#### SUPPLIED ENTRIES ####
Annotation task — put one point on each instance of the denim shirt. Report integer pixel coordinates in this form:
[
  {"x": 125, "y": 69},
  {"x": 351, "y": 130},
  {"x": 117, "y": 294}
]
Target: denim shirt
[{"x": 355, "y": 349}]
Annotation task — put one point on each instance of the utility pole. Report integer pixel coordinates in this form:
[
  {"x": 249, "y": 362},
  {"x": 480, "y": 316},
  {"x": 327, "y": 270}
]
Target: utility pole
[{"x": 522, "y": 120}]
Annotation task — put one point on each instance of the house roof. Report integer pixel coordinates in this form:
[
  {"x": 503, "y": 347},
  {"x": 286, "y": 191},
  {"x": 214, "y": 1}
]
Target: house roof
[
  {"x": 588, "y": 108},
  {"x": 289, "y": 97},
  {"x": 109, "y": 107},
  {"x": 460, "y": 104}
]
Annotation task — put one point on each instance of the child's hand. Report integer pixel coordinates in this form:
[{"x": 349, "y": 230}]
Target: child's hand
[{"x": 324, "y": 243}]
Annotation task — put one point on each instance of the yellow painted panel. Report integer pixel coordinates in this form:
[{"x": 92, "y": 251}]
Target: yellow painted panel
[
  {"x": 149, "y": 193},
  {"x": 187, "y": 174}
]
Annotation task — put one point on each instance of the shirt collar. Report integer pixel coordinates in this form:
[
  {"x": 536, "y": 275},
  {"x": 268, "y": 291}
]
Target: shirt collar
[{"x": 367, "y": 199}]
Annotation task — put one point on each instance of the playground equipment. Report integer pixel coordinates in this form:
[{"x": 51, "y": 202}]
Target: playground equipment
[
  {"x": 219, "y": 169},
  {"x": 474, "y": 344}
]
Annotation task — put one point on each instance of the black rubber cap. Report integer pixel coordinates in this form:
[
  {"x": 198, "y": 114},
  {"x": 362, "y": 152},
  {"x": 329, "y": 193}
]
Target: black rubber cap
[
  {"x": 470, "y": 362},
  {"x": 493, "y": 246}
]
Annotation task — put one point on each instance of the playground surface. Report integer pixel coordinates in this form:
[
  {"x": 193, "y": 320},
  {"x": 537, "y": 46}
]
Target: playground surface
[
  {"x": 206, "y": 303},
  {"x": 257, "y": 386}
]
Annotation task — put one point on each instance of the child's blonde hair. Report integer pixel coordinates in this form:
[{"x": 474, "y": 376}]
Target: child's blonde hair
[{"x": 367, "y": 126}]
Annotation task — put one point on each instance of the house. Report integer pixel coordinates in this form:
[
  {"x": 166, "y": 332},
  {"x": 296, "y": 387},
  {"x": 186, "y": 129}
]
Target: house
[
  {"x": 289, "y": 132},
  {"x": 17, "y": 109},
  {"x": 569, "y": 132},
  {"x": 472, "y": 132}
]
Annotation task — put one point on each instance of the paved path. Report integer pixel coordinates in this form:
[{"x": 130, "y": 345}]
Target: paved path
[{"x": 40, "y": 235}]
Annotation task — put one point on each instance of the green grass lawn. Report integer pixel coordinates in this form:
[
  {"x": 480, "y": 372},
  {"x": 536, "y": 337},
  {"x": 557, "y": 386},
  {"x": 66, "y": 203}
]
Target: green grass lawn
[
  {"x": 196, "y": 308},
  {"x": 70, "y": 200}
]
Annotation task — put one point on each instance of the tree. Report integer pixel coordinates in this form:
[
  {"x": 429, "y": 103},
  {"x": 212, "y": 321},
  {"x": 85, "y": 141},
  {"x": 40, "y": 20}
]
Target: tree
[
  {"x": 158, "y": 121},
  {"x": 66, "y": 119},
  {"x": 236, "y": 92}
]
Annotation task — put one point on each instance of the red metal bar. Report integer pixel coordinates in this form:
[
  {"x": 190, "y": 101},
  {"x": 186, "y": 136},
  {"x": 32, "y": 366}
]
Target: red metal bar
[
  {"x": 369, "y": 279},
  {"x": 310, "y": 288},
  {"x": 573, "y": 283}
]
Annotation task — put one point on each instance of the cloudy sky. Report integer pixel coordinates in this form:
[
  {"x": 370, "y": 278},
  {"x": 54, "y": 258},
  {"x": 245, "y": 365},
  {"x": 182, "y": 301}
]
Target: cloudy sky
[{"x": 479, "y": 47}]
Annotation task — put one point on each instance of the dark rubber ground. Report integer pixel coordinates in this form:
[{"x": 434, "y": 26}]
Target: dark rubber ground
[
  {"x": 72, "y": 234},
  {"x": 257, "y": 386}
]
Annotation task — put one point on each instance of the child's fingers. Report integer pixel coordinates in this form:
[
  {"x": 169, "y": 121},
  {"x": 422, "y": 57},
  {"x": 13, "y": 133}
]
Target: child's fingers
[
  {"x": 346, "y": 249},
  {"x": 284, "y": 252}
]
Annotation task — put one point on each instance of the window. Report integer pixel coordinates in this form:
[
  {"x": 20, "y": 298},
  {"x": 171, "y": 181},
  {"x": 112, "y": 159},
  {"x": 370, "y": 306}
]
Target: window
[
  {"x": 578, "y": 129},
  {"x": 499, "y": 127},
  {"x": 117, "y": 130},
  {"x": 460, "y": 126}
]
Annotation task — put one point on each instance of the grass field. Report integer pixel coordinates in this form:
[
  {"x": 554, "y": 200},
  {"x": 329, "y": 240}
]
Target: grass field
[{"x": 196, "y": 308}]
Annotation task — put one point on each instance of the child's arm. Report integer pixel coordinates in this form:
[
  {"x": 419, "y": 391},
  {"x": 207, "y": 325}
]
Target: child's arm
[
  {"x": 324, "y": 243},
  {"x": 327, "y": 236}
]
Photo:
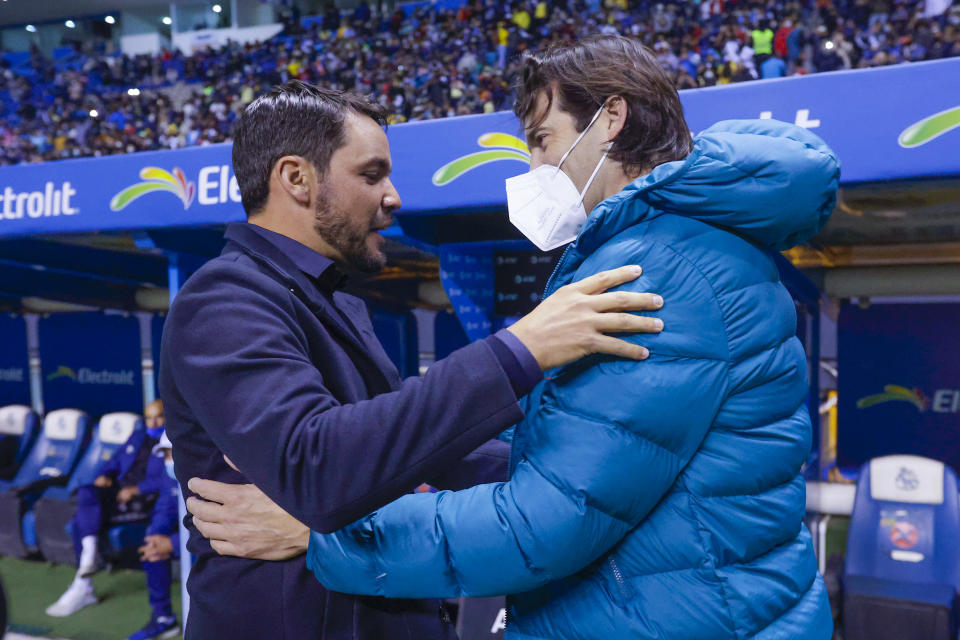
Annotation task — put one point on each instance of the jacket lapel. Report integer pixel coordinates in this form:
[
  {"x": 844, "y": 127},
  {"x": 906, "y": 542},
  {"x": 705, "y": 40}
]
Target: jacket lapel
[{"x": 293, "y": 278}]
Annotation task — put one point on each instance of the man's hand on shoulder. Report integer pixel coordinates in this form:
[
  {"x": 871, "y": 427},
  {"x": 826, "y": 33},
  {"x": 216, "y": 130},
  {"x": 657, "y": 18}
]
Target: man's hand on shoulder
[{"x": 240, "y": 520}]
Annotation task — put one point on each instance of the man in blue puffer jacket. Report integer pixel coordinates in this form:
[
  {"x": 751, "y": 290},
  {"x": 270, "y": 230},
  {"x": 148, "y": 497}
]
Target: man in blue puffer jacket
[{"x": 660, "y": 499}]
####
### TASK DIRECTIONS
A verbatim copy is needed of the lines running from the line with "Target: child's arm" to the end of the data above, both included. Keep the pictures out of it.

### SOLVED EXERCISE
Target: child's arm
[
  {"x": 324, "y": 243},
  {"x": 327, "y": 236}
]
Photo:
Annotation task — put one point on each instance of the jacket lapel. Report integer pixel coordinates in this form:
[
  {"x": 844, "y": 127},
  {"x": 906, "y": 542},
  {"x": 705, "y": 40}
]
Target: jacket lapel
[{"x": 293, "y": 278}]
Annotation task — put one point on each instance of the man's hand on shoulder. Report integer pixel coordinates in this form:
[
  {"x": 871, "y": 427},
  {"x": 826, "y": 33},
  {"x": 216, "y": 130},
  {"x": 657, "y": 18}
]
Target: man's hand on shoulder
[{"x": 240, "y": 520}]
Annotation task — put one point on each instance of the man in blue puffer jacket. Report integer pixel coordinates in this form:
[
  {"x": 751, "y": 290},
  {"x": 270, "y": 230},
  {"x": 148, "y": 497}
]
Target: man in blue puffer jacket
[{"x": 660, "y": 499}]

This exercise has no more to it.